Exercise aim:
In how many lines of these records does the word "trunk" appear? Give the number by itself.

Data provided Block Start

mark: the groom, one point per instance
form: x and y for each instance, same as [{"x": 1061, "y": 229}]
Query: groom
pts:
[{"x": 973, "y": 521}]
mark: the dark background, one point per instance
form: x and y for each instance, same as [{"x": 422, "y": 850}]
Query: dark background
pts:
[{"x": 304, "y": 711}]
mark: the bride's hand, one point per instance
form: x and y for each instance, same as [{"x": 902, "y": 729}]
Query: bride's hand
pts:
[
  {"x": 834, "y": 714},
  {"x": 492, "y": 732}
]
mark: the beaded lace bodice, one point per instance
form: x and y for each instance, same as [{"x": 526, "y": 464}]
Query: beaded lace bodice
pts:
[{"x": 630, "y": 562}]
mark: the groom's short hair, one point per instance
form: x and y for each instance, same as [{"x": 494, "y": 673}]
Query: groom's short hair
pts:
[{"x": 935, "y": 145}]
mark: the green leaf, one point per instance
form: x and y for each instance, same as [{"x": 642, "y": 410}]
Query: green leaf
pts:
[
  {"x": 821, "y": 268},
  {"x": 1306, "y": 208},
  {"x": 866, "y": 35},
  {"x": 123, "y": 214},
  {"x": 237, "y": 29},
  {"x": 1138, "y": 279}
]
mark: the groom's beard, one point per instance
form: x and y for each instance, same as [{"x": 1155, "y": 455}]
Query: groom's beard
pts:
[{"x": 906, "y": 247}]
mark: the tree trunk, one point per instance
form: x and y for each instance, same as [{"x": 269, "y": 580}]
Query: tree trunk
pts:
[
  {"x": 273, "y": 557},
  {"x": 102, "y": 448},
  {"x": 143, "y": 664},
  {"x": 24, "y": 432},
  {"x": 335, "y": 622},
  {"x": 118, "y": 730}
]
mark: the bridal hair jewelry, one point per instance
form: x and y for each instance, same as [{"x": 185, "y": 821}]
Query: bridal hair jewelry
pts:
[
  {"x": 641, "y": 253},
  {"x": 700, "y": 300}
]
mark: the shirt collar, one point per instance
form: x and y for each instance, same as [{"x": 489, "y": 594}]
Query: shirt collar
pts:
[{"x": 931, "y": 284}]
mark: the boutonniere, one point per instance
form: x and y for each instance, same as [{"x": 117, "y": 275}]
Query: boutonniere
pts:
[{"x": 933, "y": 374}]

Data provided Block End

Solution for this exercise:
2